* [EXCERPTED TEXT]
_____
The precipitation criterion is evaluated at r_cool itself – the traditional Voit-style choice.

Step 4 – precipitation fraction

A smooth logistic sigmoid centred on t_cool / t_ff = 10 with characteristic width 2 sets the precipitation fraction. It falls back to standard cooling on the cooling timescale when the sigmoid is negligible (f < 0.01).

When the gas is “stable” (t_cool / t_ff well above threshold), it cools slowly on the cooling timescale: dM/dt = CGMgas / t_cool. When it is “unstable” (below threshold), it precipitates on the free-fall timescale: dM/dt = f_precip * CGMgas / t_ff.

Step 5 – AGN heating (Regime 0 only)

The CGM cooling is passed to the standard r_heat ratchet, identical to the hot-halo path but capped at R_vir. Suppression formula: coolingGas *= (1 - r_heat / r_cool).

CGMAGNOn = 0 disables CGM-regime AGN coupling entirely (so no accretion from CGMgas); the r_heat suppression still applies so quenching persists after the AGN turns off.

Step 6 – diagnostics

cooling_recipe_cgm() populates several diagnostic fields on the galaxy: tcool, tff, tcool_over_tff, tdeplete, RcoolToRvir. These are the values reported in the HDF5 output for plotting.
_____
* [DATA]
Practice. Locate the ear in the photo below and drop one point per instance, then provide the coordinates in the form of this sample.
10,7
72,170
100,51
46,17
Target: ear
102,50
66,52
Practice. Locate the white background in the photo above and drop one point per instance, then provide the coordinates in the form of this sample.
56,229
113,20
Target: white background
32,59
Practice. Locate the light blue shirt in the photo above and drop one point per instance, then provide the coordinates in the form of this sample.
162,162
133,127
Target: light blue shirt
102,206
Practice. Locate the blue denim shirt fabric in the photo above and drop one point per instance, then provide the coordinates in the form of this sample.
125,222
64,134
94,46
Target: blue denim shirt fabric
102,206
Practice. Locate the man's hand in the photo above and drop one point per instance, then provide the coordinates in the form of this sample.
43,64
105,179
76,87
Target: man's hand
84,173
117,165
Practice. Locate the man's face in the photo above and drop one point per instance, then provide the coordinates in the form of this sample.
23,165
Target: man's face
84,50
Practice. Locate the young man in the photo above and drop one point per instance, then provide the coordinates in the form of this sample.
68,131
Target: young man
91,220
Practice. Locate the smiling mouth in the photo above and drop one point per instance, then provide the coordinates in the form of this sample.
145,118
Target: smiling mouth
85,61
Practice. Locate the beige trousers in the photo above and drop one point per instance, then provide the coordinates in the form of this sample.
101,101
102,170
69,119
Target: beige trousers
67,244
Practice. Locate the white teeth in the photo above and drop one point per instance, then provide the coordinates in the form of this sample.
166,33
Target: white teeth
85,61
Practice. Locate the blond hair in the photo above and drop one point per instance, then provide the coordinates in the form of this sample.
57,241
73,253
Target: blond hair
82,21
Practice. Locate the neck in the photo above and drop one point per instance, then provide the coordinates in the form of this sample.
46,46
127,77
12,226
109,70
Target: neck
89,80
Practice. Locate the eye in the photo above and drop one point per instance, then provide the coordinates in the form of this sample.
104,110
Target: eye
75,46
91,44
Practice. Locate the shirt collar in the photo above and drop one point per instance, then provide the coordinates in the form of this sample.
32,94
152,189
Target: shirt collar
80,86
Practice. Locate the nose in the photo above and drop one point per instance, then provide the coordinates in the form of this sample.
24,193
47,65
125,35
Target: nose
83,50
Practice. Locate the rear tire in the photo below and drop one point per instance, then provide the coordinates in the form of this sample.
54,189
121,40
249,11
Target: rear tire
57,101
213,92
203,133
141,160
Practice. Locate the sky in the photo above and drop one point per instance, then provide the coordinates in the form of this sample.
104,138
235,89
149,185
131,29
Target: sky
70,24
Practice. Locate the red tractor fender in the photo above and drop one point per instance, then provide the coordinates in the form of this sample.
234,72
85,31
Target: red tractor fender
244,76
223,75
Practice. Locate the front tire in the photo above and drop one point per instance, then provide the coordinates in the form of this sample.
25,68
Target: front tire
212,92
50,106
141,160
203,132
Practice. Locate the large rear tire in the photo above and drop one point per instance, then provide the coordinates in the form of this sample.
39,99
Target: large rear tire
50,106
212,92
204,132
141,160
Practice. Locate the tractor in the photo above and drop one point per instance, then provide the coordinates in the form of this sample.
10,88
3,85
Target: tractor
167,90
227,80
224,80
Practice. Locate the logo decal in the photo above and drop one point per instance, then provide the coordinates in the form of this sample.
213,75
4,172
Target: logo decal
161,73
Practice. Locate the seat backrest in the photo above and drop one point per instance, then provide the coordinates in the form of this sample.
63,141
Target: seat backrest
_____
* [WHAT TO DO] List the diagnostic fields that the CGM cooling excerpt says cooling_recipe_cgm() populates on the galaxy. The lines above have nothing to do with what comes next.

* [OUTPUT OF THE EXERCISE] tcool, tff, tcool_over_tff, tdeplete, RcoolToRvir